## WRITTEN REQUEST
Every entry below must be repeated exactly; skip the pictures.

## GIVEN ENTRIES

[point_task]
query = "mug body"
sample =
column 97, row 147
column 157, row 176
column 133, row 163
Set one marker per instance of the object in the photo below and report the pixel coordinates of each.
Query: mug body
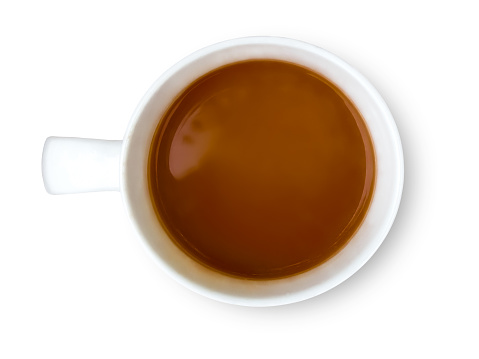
column 222, row 287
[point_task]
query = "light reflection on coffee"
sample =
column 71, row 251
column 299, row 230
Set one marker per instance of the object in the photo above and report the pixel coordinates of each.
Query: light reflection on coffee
column 261, row 169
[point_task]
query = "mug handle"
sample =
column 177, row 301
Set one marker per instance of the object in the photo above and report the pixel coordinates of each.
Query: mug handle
column 76, row 165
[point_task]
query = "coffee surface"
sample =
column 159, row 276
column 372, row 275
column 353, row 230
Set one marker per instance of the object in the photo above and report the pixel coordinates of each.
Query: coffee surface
column 261, row 169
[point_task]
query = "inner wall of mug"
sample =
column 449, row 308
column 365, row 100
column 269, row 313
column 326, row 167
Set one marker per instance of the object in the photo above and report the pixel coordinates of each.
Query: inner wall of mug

## SOLUTION FOR THIS PROBLEM
[point_task]
query = "mug body"
sample =
column 97, row 147
column 157, row 176
column 133, row 163
Set one marker per instance of the object in the photo below and report the pixel coordinates of each.
Query: mug body
column 222, row 287
[point_task]
query = "light reflection on coffee"
sample =
column 71, row 251
column 299, row 230
Set one marker per instance of the object in the photo above and report the pixel coordinates of each.
Query: light reflection on coffee
column 261, row 169
[point_task]
query = "mug handle"
sample =
column 177, row 301
Set one marker per instance of the object in the photo above and report the pixel coordinates of each.
Query: mug handle
column 76, row 165
[point_task]
query = "coffee surface"
sample =
column 159, row 276
column 372, row 275
column 353, row 230
Set one marker per instance of the object in the photo above and report the pixel coordinates of each.
Query: coffee surface
column 261, row 169
[point_task]
query = "inner wall of mug"
sample =
column 449, row 308
column 365, row 100
column 269, row 313
column 326, row 167
Set one marker per instance of the object in the photo above and report the pixel coordinates of each.
Query: inner wall of mug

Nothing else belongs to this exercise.